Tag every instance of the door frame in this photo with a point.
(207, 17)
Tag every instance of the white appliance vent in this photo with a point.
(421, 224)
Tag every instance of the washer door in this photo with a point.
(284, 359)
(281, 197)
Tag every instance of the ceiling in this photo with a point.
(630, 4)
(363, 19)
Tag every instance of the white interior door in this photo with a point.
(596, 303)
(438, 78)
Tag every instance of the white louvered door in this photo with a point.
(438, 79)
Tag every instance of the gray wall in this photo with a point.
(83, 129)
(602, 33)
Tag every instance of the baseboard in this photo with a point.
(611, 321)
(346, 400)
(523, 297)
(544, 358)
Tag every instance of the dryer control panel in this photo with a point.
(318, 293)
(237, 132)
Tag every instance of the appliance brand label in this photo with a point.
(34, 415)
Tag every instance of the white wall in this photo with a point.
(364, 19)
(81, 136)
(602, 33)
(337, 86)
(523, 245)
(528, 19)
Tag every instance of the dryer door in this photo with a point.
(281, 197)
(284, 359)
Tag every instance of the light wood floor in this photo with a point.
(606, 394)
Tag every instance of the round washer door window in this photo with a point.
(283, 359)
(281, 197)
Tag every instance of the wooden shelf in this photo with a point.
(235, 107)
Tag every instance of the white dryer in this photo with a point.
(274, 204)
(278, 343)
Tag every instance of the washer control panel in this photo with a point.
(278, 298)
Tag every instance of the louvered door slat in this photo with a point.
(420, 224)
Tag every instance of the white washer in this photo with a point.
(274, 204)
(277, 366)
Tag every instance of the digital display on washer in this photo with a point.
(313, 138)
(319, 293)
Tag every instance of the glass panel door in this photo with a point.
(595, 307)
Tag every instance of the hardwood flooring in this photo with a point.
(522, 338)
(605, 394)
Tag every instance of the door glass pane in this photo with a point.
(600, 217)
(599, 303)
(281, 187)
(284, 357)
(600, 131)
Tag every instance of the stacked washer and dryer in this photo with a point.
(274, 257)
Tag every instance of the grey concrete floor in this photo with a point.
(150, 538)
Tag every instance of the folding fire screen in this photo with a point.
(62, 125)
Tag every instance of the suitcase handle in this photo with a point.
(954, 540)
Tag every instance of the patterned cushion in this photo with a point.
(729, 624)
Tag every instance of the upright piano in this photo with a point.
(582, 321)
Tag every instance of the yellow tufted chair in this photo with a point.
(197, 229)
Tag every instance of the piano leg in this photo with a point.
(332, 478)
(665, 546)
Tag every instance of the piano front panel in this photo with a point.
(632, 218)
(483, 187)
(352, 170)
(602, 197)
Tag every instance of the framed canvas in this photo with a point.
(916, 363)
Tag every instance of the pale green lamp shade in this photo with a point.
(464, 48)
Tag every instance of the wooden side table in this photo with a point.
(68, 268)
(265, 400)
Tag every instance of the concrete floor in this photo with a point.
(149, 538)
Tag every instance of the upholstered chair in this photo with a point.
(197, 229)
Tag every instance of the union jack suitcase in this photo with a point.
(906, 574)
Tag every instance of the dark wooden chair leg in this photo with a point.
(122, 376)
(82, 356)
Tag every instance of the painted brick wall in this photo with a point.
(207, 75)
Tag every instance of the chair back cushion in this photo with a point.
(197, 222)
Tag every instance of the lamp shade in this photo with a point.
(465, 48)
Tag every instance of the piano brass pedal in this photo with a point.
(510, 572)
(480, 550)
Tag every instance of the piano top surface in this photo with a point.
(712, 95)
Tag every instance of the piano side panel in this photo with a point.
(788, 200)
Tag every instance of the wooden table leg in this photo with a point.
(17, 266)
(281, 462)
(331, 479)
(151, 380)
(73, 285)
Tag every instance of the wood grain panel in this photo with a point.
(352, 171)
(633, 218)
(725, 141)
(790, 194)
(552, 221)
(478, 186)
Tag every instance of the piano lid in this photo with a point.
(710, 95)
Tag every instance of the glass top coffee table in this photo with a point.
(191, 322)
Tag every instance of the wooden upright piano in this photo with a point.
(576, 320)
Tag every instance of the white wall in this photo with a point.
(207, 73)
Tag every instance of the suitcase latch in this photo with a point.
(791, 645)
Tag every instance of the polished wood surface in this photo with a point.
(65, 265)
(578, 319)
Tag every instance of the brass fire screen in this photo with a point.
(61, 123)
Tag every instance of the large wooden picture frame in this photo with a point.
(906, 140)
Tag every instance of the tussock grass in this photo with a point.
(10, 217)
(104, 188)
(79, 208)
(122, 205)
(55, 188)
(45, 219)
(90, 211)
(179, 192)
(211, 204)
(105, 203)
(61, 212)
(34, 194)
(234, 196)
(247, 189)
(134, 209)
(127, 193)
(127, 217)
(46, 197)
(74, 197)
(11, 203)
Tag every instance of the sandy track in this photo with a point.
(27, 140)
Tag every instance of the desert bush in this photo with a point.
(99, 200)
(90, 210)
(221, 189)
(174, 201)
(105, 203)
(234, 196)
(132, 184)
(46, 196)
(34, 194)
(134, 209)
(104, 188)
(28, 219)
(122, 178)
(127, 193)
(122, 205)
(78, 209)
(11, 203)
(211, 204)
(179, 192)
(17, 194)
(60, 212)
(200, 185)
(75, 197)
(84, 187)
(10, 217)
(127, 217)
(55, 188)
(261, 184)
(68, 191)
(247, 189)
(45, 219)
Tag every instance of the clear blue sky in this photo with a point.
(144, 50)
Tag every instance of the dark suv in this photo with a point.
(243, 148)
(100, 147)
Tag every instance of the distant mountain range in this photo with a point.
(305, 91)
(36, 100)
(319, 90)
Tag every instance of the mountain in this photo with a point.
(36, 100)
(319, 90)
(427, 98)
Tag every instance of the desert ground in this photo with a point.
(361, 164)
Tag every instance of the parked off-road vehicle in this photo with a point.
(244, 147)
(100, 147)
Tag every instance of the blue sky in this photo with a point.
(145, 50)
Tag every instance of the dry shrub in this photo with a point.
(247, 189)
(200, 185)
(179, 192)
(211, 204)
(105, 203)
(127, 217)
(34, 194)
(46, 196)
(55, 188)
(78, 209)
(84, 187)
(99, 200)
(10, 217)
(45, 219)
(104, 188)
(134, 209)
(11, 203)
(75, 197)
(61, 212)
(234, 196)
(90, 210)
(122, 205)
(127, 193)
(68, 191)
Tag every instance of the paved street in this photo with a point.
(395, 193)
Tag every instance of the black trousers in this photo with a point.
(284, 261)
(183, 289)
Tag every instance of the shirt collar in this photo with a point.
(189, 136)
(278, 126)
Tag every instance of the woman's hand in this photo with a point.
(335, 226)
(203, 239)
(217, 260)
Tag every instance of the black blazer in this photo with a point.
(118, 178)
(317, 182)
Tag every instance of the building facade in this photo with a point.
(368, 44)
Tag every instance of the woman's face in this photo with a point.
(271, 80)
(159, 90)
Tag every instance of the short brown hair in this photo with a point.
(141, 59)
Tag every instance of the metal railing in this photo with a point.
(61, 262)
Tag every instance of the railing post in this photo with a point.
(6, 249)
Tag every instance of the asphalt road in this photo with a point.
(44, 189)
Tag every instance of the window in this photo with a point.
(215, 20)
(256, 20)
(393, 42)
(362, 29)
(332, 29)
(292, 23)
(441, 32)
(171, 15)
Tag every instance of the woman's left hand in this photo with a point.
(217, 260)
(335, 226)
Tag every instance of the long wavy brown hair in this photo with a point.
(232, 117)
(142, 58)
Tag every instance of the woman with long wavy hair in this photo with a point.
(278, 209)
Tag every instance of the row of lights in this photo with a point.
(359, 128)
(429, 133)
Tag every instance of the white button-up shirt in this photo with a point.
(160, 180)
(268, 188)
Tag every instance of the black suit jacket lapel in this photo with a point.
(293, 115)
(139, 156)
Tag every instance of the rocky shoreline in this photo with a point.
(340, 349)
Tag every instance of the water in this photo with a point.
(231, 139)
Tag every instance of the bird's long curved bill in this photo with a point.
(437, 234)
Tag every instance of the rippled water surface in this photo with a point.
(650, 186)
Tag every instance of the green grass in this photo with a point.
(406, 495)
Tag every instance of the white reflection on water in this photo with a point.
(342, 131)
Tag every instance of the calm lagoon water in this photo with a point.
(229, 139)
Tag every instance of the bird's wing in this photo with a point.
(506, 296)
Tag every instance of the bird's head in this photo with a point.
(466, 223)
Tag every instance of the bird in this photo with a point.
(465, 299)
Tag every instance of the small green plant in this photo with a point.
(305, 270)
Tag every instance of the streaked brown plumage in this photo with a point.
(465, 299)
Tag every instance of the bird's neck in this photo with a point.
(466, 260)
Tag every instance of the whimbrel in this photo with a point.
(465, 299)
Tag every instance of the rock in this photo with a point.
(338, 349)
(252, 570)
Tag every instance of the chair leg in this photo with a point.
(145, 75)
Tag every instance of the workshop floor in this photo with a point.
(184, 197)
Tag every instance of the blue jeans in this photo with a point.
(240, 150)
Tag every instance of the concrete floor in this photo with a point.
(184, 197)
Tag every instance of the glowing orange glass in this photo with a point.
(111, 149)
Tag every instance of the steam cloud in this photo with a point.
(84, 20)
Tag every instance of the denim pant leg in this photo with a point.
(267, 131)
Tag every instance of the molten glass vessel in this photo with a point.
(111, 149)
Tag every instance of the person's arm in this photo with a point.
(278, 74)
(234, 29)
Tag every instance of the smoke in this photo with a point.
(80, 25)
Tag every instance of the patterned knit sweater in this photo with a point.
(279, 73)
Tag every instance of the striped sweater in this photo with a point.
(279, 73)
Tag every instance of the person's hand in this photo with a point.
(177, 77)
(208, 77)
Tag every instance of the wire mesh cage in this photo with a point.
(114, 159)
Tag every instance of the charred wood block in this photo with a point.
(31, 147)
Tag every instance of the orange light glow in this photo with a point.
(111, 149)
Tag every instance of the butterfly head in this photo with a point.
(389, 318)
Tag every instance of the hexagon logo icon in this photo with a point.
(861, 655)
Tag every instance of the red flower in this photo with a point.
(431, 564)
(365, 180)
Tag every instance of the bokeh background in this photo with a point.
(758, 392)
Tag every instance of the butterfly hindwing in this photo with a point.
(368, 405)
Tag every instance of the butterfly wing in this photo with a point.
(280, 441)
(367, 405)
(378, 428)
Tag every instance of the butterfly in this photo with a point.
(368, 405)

# INSTRUCTIONS FOR THE TASK
Rewrite as a numbered list everything in the records above from the line containing "Tag every instance of the red" down to the end of the records, leaving out any blank lines.

# SOLUTION FOR THIS TASK
1. Tag every instance of the red flower in this photo with a point.
2. (431, 564)
3. (365, 180)
4. Tag every instance of the bokeh background in this photo with a point.
5. (758, 392)
6. Tag every instance of the butterfly hindwing in this photo with a point.
7. (368, 405)
8. Tag every instance of the butterfly wing in this photo with a point.
9. (280, 441)
10. (367, 405)
11. (378, 428)
12. Tag every instance of the butterfly in this photo with a point.
13. (368, 405)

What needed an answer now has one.